**Working data**

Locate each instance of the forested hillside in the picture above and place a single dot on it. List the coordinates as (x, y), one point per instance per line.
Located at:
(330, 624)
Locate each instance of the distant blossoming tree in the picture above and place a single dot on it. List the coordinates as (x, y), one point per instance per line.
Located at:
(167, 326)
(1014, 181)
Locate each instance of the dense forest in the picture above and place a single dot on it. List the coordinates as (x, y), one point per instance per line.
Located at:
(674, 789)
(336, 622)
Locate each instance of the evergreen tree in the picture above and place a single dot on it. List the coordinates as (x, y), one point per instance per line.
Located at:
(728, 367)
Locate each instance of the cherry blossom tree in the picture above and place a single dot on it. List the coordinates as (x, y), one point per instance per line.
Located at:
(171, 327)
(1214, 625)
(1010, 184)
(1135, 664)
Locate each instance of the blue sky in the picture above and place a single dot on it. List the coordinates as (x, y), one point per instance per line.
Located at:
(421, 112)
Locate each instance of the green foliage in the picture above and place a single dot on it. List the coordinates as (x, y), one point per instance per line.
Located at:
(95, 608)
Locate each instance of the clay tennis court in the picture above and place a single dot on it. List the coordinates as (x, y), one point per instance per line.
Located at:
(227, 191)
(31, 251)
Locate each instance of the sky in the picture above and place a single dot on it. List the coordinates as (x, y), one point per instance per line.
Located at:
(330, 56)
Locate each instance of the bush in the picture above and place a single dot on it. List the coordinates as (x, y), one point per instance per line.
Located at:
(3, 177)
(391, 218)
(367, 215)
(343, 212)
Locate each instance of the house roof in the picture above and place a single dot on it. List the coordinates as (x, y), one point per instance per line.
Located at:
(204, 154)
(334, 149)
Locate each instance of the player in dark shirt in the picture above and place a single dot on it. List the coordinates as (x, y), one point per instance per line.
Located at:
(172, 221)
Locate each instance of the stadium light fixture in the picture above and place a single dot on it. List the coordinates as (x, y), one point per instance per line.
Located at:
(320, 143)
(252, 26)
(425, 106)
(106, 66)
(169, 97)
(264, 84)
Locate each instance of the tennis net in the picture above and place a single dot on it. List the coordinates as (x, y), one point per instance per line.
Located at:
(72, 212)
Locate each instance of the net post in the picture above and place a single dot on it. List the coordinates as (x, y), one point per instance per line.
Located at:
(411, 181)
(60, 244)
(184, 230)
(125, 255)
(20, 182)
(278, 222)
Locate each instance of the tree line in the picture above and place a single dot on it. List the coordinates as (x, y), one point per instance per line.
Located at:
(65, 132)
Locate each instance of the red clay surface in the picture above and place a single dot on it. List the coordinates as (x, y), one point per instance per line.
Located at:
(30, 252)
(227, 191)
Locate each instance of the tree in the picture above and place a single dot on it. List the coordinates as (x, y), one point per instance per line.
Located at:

**Problem statement**
Reproduce all of the material above word for word, keeping every line in its original order.

**Solution for this problem**
Locate each instance of the forested hillside in the picture above and place a single dot on it. List the coordinates as (x, y), one point per instance per line.
Located at:
(330, 624)
Locate each instance of the distant blossoming tree in the picture above and place a single dot on it. List the coordinates as (x, y), one point per instance per line.
Located at:
(167, 326)
(1014, 181)
Locate each instance of the dense forest in the picture above and place a single dot on it. List the coordinates as (x, y), one point per instance per line.
Located at:
(674, 789)
(336, 622)
Locate each instance of the evergreen tree in the picture above and place a single dot on it. List the coordinates as (x, y), one point per instance per line.
Located at:
(728, 367)
Locate each instance of the cherry blossom tree in the picture above and place a single dot on it. List the coordinates as (x, y), one point per instance per line.
Located at:
(171, 327)
(1214, 625)
(1010, 184)
(1135, 664)
Locate each instance of the blue sky in the picture above and place a single dot on it. List the coordinates as (x, y), one point per instance per line.
Located at:
(421, 112)
Locate each instance of the green foliage in the picture above and place a single dot on it. List the coordinates as (x, y), one point per instance per line.
Located at:
(95, 608)
Locate each instance of the clay tennis court in the picture above and place a single dot on it. List the coordinates as (x, y), one point per instance per line.
Located at:
(227, 191)
(31, 251)
Locate each instance of the sky in the picture above and place a single dot on it. List the coordinates as (x, y), one point per instance per line.
Located at:
(330, 56)
Locate each instance of the bush in the picture above and place a single dot on it. List the coordinates as (x, y), one point per instance per line.
Located at:
(3, 177)
(391, 218)
(367, 215)
(343, 212)
Locate each instance of the house roof in the picture above and place a single dot on it. List the coordinates as (x, y), one point per instance per line.
Located at:
(204, 154)
(334, 149)
Locate each instance of the player in dark shirt in the picture above and place a single dot on it. List the coordinates as (x, y), one point per instance per line.
Located at:
(172, 221)
Locate each instance of the stadium light fixture in the picture above and place a single dot on it. List the coordinates as (x, y), one point per instance per line.
Located at:
(320, 143)
(252, 26)
(425, 106)
(106, 66)
(169, 97)
(264, 84)
Locate each instance of the tennis net in the picture above and place a single dot on it. List the coordinates as (x, y), one point per instance per line.
Located at:
(72, 212)
Locate each instance of the net post in the picture above and place a single dot on it. List the coordinates as (x, y), one point per instance per line.
Located at:
(411, 181)
(60, 244)
(184, 230)
(125, 255)
(20, 182)
(278, 222)
Locate each instance of the tree line in the picture above and place a single dot on it. List the coordinates as (x, y), one point per instance per line.
Located at:
(65, 132)
Locate each instance of the red clay surface in the picture above and place a single dot on it. List the coordinates as (x, y), one point per instance per line.
Located at:
(30, 252)
(227, 191)
Locate each instance of the tree in the picture above and place a single dot on it. List the coordinates as (x, y), one point per instance per line.
Located at:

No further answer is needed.